## What to do
Give the data a second time, exactly and in full.

(Stored dataset items)
━━━━━━━━━━━━━━━━━━━━

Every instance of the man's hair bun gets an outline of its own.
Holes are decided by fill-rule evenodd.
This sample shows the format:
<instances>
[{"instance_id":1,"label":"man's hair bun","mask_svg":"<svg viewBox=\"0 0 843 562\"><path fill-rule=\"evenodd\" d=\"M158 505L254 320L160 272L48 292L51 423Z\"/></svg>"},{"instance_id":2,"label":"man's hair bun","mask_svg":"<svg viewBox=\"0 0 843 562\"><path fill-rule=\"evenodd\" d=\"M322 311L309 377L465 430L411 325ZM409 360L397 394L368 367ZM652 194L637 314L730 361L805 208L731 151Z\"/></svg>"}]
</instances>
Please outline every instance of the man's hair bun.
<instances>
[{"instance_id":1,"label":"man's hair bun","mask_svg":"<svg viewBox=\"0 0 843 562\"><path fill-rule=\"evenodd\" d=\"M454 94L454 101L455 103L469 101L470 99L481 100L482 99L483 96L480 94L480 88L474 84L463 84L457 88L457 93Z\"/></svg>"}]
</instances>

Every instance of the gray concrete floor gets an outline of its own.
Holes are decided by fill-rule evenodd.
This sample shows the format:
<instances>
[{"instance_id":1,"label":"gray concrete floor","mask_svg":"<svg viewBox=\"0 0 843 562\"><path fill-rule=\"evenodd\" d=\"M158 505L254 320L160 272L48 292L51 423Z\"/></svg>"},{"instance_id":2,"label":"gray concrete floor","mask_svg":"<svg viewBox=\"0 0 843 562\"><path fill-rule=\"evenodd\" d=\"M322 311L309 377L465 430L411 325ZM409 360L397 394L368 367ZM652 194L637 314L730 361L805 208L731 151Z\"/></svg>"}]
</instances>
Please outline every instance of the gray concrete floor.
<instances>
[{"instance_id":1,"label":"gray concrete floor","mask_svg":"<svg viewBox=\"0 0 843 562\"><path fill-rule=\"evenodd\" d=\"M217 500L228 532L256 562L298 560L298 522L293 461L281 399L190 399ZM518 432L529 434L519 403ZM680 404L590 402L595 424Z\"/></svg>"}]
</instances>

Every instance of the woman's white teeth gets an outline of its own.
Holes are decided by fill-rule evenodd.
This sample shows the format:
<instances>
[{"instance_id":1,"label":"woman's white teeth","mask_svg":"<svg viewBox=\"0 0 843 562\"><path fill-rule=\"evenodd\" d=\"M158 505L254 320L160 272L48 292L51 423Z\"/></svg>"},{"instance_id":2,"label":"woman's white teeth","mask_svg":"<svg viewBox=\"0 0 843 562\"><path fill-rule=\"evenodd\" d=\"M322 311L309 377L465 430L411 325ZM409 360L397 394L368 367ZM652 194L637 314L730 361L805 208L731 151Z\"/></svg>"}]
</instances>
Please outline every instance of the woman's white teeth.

━━━━━━━━━━━━━━━━━━━━

## The answer
Every instance of the man's hair bun gets an outline of its own.
Holes are decided by fill-rule evenodd.
This sample shows the format:
<instances>
[{"instance_id":1,"label":"man's hair bun","mask_svg":"<svg viewBox=\"0 0 843 562\"><path fill-rule=\"evenodd\" d=\"M158 505L254 320L160 272L48 292L51 423Z\"/></svg>"},{"instance_id":2,"label":"man's hair bun","mask_svg":"<svg viewBox=\"0 0 843 562\"><path fill-rule=\"evenodd\" d=\"M322 311L309 377L465 430L411 325ZM409 360L397 394L368 367ZM652 194L637 314L730 361L805 208L731 151Z\"/></svg>"}]
</instances>
Please outline every instance of the man's hair bun.
<instances>
[{"instance_id":1,"label":"man's hair bun","mask_svg":"<svg viewBox=\"0 0 843 562\"><path fill-rule=\"evenodd\" d=\"M454 94L454 101L455 103L469 101L470 99L481 100L482 99L483 96L480 94L480 88L474 84L463 84L457 88L457 93Z\"/></svg>"}]
</instances>

Every instance of the gray concrete floor gets an outline of its own.
Holes are decided by fill-rule evenodd.
This sample shows the format:
<instances>
[{"instance_id":1,"label":"gray concrete floor","mask_svg":"<svg viewBox=\"0 0 843 562\"><path fill-rule=\"evenodd\" d=\"M158 505L254 320L160 272L48 292L51 423Z\"/></svg>"},{"instance_id":2,"label":"gray concrete floor","mask_svg":"<svg viewBox=\"0 0 843 562\"><path fill-rule=\"evenodd\" d=\"M322 311L309 377L465 430L411 325ZM409 360L397 394L368 367ZM652 194L637 314L730 361L805 208L731 151Z\"/></svg>"}]
</instances>
Please outline every instance of the gray concrete floor.
<instances>
[{"instance_id":1,"label":"gray concrete floor","mask_svg":"<svg viewBox=\"0 0 843 562\"><path fill-rule=\"evenodd\" d=\"M217 500L228 532L256 562L298 560L298 522L293 461L281 399L190 399ZM518 432L529 434L519 403ZM680 404L590 402L595 424Z\"/></svg>"}]
</instances>

Every instance of the woman's white teeth gets an outline of its own.
Holes are decided by fill-rule evenodd.
This sample shows the format:
<instances>
[{"instance_id":1,"label":"woman's white teeth","mask_svg":"<svg viewBox=\"0 0 843 562\"><path fill-rule=\"evenodd\" d=\"M158 505L254 320L160 272L48 292L51 423Z\"/></svg>"},{"instance_id":2,"label":"woman's white teeth","mask_svg":"<svg viewBox=\"0 0 843 562\"><path fill-rule=\"evenodd\" d=\"M322 311L309 377L465 430L411 325ZM409 360L397 394L368 367ZM652 194L637 314L730 361L805 208L731 151Z\"/></svg>"}]
</instances>
Please outline every instance of the woman's white teeth.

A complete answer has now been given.